**DOCUMENT**

03 Jan 2011

Krugman Once Again Pines for the Bubbly

Economics 14 Comments

Unfazed by his 2006 (qualified) endorsement of Greenspan’s housing bubble, yesterday Krugman wrote:

I’ve noticed many people overreacting to recent good economic news…I worry that policy makers will look at a few favorable economic indicators, decide that they no longer need to promote recovery, and take steps that send us sliding right back to the bottom.

So, about that good news: various economic indicators…suggest that the great post-bubble retrenchment may finally be ending.

We’re not talking Morning in America here. Construction shows no sign of returning to bubble-era levels, nor are there any indications that debt-burdened families are going back to their old habits of spending all they earned.

I’ve isolated and put in bold the money quote for effect; by all means go look at the context if you are suspicious. But I really don’t think he is saying that with irony.

14 Responses to “Krugman Once Again Pines for the Bubbly”

  1. Dan says:

    I think Krugman is losing it. He has been talking about deflation for the past two years and now sees the data turning. He has given enough wiggle room in the past to explain the uptick and even gloat that it was all because of keynesian policies. The only thing he won’t be able to explain is the soaring prices we are going to see because of this fed induced boom. By the end of the year he will be completely discredited to all but the most loyal Krugman followers. I did see Krugman talked about “minimal” inflation and didn’t mention deflation at all. He will probably start coming up with ways to try and claim the inflation has nothing to do with printing money but he hasn’t talked about soaring prices as even a possibility yet. He can only try and come up with explanations and denials when inflation is obvious and who will take him seriously at that point.

**YOUR TASKS**
1: Answer these questions about the post, labeling each answer with its letter:
(a) In what year did Krugman give his qualified endorsement of Greenspan's housing bubble?
(b) In the quoted passage, what does construction show no sign of doing?
(c) According to the commenter Dan, what has Krugman been talking about for the past two years?
2: Summarize the post in two sentences.
3: Reproduce the post starting at "So, about that" and ending at "all they earned.", but switch "debt-burdened" to "debt-laden".
Answer from the post alone.

**STORED ROWS**
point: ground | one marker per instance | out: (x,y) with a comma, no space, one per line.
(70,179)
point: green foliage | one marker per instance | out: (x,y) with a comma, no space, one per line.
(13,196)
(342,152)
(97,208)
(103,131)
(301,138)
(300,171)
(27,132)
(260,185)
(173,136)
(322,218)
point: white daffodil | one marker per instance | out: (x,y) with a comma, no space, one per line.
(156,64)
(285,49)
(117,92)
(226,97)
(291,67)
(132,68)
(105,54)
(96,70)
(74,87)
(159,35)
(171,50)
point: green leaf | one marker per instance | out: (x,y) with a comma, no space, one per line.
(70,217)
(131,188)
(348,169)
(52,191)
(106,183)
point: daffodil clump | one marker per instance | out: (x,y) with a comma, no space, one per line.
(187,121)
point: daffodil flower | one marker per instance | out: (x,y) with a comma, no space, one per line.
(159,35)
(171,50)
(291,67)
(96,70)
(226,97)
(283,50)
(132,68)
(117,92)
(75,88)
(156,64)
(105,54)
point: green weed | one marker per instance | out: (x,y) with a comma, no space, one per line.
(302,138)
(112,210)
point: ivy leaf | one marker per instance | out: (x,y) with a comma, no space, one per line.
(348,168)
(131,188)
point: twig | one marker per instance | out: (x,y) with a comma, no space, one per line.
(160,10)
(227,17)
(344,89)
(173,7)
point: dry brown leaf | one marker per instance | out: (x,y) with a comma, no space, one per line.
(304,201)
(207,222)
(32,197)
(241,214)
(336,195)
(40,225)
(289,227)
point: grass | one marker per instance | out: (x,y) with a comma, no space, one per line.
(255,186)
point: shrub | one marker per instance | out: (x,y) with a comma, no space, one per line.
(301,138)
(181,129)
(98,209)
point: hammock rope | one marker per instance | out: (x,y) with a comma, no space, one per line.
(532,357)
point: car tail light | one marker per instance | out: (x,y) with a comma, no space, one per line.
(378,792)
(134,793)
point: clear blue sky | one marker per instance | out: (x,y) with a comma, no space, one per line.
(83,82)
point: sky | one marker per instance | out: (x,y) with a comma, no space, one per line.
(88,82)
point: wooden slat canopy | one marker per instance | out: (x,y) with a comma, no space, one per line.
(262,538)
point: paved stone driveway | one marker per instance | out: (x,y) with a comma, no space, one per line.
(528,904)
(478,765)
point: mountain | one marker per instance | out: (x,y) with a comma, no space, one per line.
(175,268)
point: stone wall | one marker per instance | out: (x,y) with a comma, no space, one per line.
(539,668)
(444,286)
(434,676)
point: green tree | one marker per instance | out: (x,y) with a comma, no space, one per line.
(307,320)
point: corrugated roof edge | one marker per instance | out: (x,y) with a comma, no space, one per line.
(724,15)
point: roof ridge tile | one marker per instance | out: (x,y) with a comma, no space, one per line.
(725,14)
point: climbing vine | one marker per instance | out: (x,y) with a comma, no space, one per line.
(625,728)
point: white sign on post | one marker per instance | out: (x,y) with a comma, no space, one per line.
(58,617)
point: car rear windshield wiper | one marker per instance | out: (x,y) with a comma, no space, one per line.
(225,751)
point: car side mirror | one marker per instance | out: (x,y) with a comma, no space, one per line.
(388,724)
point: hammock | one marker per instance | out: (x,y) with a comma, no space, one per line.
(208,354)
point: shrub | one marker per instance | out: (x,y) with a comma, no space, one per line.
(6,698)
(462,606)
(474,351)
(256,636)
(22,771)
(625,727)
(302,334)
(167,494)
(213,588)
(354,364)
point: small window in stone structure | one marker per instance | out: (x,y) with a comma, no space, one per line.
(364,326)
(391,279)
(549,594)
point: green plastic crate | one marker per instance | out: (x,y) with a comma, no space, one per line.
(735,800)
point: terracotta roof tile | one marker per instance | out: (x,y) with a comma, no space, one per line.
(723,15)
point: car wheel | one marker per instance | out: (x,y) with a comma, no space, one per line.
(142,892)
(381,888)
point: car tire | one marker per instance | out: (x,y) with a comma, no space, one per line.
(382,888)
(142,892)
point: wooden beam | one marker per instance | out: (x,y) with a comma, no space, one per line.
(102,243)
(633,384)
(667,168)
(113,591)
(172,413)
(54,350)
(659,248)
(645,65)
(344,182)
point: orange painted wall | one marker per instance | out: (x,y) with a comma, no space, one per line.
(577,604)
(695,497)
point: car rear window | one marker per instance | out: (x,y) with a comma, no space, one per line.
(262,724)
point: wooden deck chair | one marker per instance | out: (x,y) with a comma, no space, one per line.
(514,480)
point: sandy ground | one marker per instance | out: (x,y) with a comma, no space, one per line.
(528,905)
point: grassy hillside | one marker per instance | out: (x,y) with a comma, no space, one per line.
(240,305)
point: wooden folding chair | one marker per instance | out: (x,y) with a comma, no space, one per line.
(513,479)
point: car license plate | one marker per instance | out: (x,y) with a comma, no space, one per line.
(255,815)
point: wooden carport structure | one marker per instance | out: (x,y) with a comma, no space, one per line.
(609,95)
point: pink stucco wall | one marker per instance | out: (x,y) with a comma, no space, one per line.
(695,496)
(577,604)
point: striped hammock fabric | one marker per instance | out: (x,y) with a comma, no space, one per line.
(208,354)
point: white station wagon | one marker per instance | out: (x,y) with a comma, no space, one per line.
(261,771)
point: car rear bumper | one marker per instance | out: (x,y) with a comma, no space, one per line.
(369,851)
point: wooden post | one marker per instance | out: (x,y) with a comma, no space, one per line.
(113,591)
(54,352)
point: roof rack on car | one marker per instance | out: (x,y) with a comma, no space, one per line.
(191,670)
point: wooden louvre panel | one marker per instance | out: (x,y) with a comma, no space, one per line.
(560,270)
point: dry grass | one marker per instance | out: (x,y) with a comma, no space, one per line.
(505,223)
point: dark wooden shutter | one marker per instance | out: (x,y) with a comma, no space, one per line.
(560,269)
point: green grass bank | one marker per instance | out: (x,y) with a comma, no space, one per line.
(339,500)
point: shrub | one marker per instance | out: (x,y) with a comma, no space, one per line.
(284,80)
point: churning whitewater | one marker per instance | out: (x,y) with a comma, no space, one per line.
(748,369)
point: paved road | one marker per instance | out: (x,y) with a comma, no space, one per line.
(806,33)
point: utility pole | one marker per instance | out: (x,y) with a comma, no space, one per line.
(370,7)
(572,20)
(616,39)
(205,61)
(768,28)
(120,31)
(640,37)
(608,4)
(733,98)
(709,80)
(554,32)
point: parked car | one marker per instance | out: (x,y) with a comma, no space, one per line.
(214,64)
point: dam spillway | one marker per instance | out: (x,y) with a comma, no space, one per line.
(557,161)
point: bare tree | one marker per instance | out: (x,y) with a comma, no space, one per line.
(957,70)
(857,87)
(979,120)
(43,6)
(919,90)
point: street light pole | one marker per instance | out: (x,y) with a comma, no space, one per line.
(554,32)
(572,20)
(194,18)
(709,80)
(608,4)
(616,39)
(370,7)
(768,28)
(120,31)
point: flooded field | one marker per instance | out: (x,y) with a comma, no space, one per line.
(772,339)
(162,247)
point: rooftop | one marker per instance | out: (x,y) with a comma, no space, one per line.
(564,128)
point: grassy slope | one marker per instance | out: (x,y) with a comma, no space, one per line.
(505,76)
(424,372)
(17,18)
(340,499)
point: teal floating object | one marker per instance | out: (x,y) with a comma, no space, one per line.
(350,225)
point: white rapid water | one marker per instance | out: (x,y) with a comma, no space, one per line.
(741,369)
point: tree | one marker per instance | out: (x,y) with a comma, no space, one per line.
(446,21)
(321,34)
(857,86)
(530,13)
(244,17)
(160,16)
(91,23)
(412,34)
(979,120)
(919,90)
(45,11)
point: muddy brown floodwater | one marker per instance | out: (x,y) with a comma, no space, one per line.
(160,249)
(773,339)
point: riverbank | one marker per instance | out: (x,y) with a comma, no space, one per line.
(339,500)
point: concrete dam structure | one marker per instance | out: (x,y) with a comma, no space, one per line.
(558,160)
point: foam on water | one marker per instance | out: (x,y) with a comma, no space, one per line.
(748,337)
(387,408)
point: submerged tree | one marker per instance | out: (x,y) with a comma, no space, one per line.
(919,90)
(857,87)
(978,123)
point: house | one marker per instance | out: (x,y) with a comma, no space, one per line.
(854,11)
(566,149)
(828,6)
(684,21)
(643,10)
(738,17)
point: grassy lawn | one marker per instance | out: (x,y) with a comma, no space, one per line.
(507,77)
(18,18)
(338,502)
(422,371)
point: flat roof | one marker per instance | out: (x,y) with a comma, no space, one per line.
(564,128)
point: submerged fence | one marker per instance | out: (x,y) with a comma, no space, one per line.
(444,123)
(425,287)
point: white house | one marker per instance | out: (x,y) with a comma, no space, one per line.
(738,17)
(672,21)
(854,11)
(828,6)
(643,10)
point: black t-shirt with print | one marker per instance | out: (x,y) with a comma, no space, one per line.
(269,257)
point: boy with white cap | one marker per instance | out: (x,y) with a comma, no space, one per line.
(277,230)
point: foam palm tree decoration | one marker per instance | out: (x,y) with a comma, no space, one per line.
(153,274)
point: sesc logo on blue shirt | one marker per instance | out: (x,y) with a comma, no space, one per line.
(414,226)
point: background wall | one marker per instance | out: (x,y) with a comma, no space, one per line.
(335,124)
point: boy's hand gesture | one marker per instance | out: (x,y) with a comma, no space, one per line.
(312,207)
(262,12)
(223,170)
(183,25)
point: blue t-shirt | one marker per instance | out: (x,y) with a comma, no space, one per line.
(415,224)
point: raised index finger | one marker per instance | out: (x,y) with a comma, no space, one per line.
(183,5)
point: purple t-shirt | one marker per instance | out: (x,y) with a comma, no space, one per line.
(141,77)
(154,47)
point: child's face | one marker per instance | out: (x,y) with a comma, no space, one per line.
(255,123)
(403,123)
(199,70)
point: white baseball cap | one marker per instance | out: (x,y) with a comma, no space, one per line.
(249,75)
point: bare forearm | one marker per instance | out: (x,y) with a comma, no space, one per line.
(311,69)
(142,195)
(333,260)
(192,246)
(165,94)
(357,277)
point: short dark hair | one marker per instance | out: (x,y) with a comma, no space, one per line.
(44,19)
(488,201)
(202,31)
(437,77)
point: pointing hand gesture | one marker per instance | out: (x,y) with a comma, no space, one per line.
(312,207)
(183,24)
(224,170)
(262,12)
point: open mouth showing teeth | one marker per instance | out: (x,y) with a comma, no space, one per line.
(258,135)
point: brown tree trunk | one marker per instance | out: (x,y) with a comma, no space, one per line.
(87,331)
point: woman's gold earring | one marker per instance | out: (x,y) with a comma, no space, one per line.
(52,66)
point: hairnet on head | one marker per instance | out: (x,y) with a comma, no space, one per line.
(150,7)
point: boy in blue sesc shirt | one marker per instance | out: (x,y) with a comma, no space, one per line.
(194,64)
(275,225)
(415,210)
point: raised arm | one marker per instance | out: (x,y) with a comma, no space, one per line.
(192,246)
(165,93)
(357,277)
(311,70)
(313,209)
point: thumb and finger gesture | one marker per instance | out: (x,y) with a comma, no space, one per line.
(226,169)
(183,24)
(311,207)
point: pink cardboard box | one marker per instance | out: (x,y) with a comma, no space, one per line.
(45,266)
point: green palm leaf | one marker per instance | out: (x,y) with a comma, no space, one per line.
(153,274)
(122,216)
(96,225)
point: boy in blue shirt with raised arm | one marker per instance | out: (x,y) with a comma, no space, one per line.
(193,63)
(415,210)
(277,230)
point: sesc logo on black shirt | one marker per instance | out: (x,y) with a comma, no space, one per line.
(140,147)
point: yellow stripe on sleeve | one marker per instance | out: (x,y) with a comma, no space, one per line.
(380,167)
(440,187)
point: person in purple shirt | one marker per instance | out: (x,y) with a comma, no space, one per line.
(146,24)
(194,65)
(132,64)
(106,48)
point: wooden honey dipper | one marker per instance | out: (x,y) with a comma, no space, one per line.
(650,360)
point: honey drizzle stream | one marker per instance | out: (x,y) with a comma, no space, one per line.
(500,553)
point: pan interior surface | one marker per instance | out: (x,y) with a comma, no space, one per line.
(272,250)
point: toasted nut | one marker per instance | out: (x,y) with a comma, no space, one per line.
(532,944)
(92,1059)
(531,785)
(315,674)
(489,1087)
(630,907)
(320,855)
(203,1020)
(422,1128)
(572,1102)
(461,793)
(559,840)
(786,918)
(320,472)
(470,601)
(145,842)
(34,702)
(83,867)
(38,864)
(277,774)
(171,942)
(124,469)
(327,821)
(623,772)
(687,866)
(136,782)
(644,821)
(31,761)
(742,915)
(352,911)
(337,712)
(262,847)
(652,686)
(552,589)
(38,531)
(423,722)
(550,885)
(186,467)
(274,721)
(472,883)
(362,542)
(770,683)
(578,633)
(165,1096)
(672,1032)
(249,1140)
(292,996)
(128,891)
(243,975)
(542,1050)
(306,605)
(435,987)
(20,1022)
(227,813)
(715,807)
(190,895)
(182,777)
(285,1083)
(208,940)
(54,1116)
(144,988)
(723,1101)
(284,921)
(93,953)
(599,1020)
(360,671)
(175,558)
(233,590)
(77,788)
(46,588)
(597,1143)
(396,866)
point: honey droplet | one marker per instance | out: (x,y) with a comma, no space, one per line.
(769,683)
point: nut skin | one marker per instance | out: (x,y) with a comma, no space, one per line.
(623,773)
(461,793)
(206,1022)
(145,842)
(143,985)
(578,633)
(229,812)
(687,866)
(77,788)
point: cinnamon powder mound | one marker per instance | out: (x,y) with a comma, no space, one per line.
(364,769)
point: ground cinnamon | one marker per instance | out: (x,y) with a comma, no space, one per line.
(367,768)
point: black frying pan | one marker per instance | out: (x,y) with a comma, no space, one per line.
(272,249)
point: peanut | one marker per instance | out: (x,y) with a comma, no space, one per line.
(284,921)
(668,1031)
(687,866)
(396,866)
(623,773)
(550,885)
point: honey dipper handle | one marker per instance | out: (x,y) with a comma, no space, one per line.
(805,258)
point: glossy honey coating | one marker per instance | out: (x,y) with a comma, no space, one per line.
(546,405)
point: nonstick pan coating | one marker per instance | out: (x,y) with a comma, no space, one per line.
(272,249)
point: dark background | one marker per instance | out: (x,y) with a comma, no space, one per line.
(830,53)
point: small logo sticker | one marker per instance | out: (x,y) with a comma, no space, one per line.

**EXPECTED ANSWERS**
1:
(a) 2006
(b) Returning to bubble-era levels
(c) Deflation

2: The post quotes Krugman worrying that policy makers will overreact to good economic news, and it quotes his remark that construction shows no sign of returning to bubble-era levels. The author highlights that line, doubts Krugman meant it ironically, and notes his 2006 qualified endorsement of Greenspan's housing bubble, while commenter Dan predicts that coming inflation will discredit Krugman.

3:
So, about that good news: various economic indicators…suggest that the great post-bubble retrenchment may finally be ending.

We’re not talking Morning in America here. Construction shows no sign of returning to bubble-era levels, nor are there any indications that debt-laden families are going back to their old habits of spending all they earned.